* Direction
Arrange the records below, from the line with "find the pea" through the end of the records, as a two-column CSV with the columns text and answer, one row per record and each value in a single quoted field with line breaks replaced by spaces. Leave the pictures out of the result.

* Raw data
— begin —

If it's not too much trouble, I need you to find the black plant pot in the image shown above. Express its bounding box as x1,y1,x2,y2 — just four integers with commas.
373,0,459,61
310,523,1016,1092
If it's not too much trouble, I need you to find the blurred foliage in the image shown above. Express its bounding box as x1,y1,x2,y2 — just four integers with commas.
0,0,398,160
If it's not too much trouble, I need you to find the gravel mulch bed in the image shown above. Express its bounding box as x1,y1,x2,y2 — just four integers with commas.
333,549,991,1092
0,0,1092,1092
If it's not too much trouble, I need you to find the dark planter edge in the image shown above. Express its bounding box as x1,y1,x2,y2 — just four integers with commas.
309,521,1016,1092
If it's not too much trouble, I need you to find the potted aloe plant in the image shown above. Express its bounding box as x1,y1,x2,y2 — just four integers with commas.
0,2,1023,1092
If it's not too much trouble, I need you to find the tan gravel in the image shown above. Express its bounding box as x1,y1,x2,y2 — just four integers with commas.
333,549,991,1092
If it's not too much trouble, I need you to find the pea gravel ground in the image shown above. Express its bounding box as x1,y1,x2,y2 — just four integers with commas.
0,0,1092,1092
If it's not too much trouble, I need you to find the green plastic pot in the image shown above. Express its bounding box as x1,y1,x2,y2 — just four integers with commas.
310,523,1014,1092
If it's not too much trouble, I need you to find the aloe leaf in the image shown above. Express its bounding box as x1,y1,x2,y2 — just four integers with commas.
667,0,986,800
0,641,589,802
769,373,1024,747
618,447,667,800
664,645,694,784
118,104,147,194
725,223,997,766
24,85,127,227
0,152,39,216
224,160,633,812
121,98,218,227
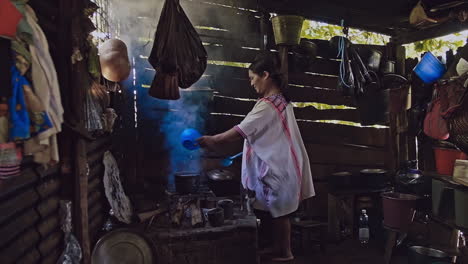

— end —

* Output of the exercise
text,answer
"If it's not too much trouble, I need you to find the pea gravel ground in the image shown above. Express its bounding box as x1,y1,x2,y2 — just four integers with commas.","0,0,1092,1092"
"If it's not too much trouble, I need you to find the green plastic pot in the image shown above. Express its bounding box as x1,y1,x2,y2 — just four integers with commas.","310,523,1014,1092"
"If it's not too much trouble, I need you to find the aloe leaf in the image shown above. Express its bounding box as x1,y1,x2,y2 — just four integers with commas.","667,0,986,800 0,641,589,802 769,373,1024,747 618,447,667,800 664,645,694,784 118,104,147,194 725,223,997,766 24,85,127,227 0,152,39,216 224,160,633,812 121,98,218,227"